-- Quoted passage start --
I recently wrote a post on forced and arranged marriages in the UK and the new Freedom Charity launched this year by Aneeta Prem, backed by heavyweights in the political and celebrity arenas.
During our weekend perusal of the international newspapers, my spouse alerted me to an article published in last weeks The Guardian (UK) paper. An article not just about the concept of forced marriage but the experience of a woman, Jasvinder Sanghera, who ran away from home to avoid the fate of her four sisters who weren’t so lucky.
What it has to say about her own experiences and those of girls she has since helped is inspiring. She blows away the myth that only girls from poor and uneducated families are at risk. I make no apology for reproducing the article in full, with due credit to The Guardian newspaper and journalist HomaKhaleeli.
I’m off the check out Jasvinder’s autobiographies Shame and Shame Travels, both mentioned in the article.
I hope you take the time to read it – if you have daughters, granddaughters, sisters or nieces you should. It is only through education, awareness and recognising the problem for the barbaric practice it is, that victims will feel able to step forward knowing they can seek help and be taken seriously. Read it for those girls who will no longer be enrolled in school for the next school year.
Summer is a dangerous time for those at risk of forced marriage
Jasvinder Sanghera has long campaigned against forced marriage but, she says, it is still widespread – and thousands of girls will not return to the UK after the summer holidays.
-- Quoted passage end --
**What this exercise asks**
**1.** Why does the writer of the forced marriage post urge people to read the article? Answer in one to three sentences.
**2.** According to the forced marriage post, what myth does Jasvinder Sanghera blow away?
**3.** Reproduce the forced marriage post, starting with "I’m off the" and going on through "the summer holidays.".
None of the lines has any bearing on what is asked here.
-- Raw records start --
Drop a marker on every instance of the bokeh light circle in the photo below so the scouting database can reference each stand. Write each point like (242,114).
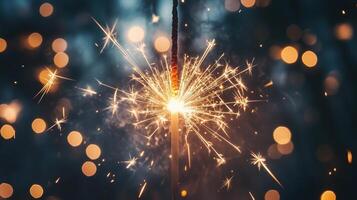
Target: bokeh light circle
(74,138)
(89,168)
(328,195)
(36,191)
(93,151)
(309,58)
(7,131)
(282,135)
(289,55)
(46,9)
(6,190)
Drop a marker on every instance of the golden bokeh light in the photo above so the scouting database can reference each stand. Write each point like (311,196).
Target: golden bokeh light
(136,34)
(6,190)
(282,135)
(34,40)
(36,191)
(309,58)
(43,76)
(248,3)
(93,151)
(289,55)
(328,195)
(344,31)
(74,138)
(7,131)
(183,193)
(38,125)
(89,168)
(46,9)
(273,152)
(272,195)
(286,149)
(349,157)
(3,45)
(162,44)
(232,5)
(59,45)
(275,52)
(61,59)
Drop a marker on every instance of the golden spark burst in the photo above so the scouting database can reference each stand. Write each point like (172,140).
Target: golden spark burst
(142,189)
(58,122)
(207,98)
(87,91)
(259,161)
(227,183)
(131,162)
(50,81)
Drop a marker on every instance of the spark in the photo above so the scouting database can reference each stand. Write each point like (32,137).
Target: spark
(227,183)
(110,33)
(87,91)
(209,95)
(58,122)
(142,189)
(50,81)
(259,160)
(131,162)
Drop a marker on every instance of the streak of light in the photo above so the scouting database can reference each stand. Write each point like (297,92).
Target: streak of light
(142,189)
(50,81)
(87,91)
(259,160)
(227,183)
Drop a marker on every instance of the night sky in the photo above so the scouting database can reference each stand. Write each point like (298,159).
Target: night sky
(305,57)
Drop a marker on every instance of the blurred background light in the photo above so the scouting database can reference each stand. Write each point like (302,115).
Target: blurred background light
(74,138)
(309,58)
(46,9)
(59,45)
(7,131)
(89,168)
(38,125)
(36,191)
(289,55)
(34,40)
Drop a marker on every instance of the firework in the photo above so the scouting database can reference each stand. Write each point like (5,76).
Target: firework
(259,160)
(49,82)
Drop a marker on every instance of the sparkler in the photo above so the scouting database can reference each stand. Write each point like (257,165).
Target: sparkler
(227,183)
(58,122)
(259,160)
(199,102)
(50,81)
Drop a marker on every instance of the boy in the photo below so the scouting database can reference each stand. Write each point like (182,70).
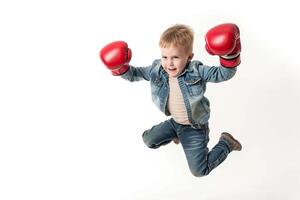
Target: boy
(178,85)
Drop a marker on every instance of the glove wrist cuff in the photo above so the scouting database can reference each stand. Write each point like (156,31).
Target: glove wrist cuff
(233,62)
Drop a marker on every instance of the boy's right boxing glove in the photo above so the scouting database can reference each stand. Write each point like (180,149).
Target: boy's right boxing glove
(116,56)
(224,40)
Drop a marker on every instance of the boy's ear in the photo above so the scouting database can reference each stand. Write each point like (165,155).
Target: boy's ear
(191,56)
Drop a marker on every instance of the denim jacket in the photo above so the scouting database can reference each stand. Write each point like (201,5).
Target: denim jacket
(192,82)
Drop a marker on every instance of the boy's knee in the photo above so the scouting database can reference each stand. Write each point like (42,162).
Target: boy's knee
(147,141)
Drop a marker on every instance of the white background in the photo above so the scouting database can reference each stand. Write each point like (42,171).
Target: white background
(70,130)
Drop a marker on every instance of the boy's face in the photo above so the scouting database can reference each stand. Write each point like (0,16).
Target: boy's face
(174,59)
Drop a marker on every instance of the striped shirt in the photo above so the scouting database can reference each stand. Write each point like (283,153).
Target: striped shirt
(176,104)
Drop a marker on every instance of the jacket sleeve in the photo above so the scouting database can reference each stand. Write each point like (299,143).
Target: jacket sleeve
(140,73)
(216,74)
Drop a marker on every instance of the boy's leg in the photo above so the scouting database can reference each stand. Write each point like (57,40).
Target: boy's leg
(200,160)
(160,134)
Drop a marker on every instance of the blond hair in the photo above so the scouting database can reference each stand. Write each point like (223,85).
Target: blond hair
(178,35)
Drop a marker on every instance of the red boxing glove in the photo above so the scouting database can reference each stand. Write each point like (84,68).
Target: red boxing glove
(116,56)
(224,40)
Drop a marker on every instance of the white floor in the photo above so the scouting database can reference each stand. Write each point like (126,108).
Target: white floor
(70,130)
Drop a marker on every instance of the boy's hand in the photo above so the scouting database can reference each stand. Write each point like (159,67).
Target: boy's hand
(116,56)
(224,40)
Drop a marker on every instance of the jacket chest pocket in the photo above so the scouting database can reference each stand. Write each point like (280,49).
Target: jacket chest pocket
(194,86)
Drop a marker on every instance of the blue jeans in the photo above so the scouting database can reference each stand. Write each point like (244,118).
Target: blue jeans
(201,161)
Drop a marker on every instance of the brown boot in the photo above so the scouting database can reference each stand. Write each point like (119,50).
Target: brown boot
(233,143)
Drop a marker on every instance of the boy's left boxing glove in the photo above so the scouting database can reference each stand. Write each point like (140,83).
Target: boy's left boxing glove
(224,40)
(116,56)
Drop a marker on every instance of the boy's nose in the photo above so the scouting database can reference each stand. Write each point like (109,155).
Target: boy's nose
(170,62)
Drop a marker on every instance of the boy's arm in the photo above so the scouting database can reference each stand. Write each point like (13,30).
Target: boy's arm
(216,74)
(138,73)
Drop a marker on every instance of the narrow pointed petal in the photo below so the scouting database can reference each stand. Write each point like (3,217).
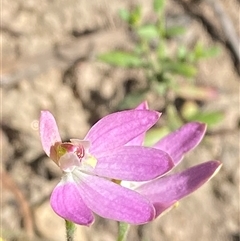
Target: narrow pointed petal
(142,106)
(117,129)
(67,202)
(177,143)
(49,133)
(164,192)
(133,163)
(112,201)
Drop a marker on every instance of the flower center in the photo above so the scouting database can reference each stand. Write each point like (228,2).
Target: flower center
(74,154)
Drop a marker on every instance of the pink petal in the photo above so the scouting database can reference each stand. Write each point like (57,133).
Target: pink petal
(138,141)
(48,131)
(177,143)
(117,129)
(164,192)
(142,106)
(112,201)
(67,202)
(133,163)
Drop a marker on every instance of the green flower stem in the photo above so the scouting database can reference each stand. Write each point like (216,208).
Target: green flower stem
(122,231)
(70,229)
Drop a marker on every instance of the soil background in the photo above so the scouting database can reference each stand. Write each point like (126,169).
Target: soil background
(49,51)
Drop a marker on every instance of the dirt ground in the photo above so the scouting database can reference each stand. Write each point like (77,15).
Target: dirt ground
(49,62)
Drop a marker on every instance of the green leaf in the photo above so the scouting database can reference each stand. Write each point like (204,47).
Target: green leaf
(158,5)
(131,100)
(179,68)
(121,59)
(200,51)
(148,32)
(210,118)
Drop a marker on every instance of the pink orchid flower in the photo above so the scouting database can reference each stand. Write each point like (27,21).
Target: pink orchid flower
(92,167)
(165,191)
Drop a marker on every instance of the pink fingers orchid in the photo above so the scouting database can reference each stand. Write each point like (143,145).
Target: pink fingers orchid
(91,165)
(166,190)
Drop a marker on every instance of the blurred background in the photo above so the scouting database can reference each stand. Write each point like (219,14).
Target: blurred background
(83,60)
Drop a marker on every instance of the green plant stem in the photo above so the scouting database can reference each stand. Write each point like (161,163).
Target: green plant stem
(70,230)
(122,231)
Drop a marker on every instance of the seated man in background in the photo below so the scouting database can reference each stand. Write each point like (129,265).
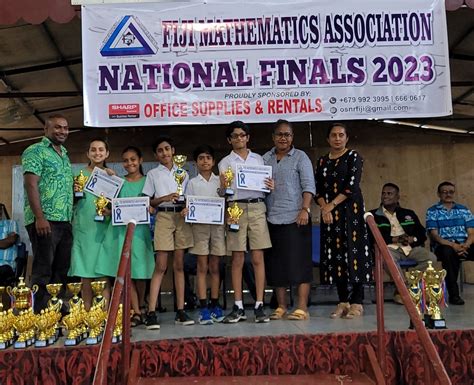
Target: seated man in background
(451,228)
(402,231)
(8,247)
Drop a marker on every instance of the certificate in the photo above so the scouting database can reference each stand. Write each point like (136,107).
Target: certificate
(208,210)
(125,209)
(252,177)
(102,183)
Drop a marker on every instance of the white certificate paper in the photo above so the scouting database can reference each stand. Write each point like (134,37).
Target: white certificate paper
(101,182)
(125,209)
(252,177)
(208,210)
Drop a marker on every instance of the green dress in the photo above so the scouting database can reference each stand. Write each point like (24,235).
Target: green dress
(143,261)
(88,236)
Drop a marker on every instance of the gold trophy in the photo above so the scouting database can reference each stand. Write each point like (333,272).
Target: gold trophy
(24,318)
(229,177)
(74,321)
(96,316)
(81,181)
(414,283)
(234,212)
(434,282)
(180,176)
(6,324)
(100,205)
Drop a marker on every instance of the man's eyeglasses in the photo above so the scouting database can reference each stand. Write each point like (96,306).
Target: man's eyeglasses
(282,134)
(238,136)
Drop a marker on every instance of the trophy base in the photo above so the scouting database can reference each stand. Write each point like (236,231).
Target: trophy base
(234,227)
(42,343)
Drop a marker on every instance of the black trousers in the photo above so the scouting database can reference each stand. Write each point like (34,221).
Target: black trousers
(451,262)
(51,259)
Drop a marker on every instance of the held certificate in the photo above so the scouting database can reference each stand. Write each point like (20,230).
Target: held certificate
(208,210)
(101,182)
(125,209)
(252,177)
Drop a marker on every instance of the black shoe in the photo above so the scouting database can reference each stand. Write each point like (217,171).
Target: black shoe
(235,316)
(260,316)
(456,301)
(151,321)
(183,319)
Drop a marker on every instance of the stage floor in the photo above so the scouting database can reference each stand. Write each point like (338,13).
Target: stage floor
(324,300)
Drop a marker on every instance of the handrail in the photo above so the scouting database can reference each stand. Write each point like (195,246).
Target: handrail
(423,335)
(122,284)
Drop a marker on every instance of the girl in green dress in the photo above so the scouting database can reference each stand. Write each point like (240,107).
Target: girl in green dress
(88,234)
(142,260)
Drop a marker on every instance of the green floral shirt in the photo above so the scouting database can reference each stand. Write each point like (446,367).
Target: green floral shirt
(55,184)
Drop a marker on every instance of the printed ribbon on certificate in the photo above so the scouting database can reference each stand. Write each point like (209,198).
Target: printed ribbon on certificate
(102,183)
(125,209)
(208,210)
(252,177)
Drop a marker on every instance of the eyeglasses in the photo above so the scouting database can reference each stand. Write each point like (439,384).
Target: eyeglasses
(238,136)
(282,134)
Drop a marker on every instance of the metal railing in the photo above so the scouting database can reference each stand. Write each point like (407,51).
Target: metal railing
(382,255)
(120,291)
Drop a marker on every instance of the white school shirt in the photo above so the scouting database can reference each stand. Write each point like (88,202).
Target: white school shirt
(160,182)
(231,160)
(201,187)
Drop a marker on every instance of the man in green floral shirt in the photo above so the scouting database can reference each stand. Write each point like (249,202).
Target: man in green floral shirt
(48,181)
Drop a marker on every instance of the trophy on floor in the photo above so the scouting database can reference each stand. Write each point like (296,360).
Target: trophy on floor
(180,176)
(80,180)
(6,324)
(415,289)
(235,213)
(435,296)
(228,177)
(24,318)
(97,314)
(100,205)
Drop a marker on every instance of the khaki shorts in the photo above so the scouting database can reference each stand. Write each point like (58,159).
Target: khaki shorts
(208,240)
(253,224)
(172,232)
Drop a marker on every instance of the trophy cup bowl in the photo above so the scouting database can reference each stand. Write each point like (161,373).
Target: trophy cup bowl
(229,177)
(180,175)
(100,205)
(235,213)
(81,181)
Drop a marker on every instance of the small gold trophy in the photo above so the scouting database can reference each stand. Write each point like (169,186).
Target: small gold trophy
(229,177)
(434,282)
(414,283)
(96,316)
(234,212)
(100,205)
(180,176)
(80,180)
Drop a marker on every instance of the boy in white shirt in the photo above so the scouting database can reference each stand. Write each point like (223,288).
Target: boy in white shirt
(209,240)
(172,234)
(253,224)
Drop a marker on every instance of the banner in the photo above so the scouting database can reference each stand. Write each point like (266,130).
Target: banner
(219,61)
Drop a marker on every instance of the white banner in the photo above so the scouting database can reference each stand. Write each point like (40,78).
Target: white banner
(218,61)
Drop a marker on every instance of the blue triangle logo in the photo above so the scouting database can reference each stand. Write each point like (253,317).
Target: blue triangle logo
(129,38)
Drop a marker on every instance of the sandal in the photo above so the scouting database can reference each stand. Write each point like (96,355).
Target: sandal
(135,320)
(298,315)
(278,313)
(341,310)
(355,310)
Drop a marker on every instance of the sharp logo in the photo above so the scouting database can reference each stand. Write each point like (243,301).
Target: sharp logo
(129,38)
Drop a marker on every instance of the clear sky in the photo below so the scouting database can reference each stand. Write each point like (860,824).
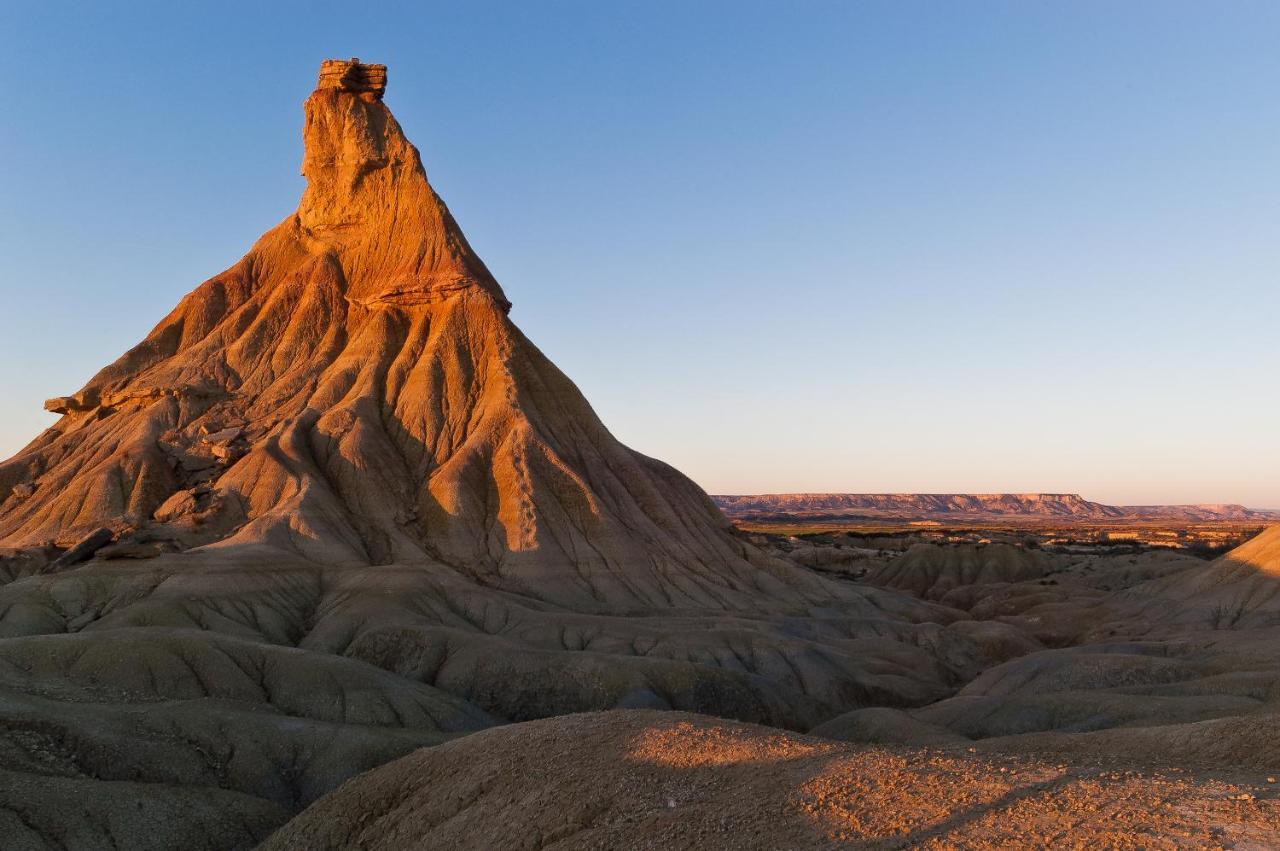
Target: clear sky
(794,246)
-- Raw records end --
**Outputs by task**
**1.** The writer believes victims will feel able to come forward only through education, awareness and recognition of forced marriage as the barbaric practice it is. Then they will know they can seek help and be taken seriously.

**2.** She blows away the myth that only girls from poor and uneducated families are at risk.

**3.**
I’m off the check out Jasvinder’s autobiographies Shame and Shame Travels, both mentioned in the article.
I hope you take the time to read it – if you have daughters, granddaughters, sisters or nieces you should. It is only through education, awareness and recognising the problem for the barbaric practice it is, that victims will feel able to step forward knowing they can seek help and be taken seriously. Read it for those girls who will no longer be enrolled in school for the next school year.
Summer is a dangerous time for those at risk of forced marriage
Jasvinder Sanghera has long campaigned against forced marriage but, she says, it is still widespread – and thousands of girls will not return to the UK after the summer holidays.